Records contained in a dataset
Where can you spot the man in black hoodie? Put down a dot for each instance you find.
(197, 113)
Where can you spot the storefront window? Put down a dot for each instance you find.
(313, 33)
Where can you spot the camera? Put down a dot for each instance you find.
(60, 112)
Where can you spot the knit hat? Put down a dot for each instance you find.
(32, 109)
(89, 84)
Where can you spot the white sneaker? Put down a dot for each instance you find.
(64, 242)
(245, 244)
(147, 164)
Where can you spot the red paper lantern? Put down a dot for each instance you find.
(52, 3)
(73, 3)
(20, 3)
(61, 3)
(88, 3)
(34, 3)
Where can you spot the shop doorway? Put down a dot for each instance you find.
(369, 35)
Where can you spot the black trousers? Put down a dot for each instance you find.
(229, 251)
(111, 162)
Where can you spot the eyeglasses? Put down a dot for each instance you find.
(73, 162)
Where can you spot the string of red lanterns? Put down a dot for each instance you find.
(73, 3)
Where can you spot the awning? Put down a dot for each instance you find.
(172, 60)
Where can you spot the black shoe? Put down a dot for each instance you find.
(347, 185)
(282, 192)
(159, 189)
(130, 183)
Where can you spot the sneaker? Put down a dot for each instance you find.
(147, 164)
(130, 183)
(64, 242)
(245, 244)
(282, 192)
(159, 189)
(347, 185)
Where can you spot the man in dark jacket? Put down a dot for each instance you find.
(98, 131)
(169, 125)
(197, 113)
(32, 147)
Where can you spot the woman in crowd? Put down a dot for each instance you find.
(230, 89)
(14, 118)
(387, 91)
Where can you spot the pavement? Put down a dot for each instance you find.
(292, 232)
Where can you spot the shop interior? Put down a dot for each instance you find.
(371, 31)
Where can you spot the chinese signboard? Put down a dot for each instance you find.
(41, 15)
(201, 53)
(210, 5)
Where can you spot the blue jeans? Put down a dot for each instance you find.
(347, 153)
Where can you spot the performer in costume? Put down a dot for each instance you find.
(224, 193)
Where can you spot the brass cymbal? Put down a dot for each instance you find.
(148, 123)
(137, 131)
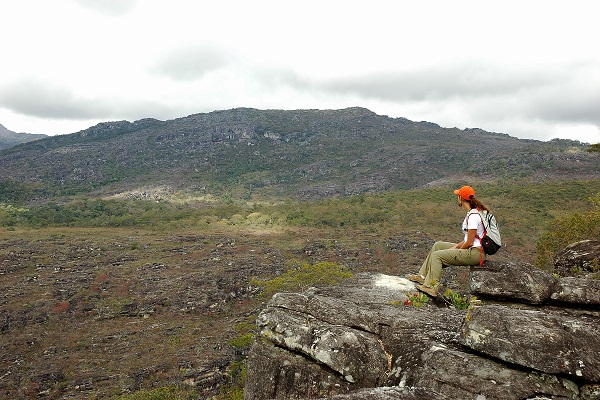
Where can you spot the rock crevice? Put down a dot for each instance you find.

Your assignment: Which lines run from the one containing "Where can you spot the man in dark" through the last line of the entries above? Output them exactly, both ends included, with no pictures.

Output of the task:
Where can you spot the man in dark jacket? Put down a dot for each instance you find.
(98, 131)
(169, 125)
(197, 113)
(32, 147)
Where can you spot the woman in crowd? Put down a dot for each instance you find.
(230, 89)
(14, 118)
(387, 91)
Where can you spot the pavement? Put down a dot for each instance you find.
(292, 232)
Where can you spot the shop interior? Put down a dot for each instance you find.
(371, 31)
Where can you spot the chinese signboard? Put down a dot for each instance you find.
(41, 15)
(201, 53)
(210, 5)
Where can you spot the blue jeans? Put down a dot for each instance you find.
(347, 153)
Where can you spot the performer in costume? Put down a dot for each instance you find.
(224, 193)
Where can you spot the brass cymbal? Put down a dot for each instance you find.
(148, 123)
(137, 131)
Where can you spot the rock crevice? Put down a dot for each instance you find.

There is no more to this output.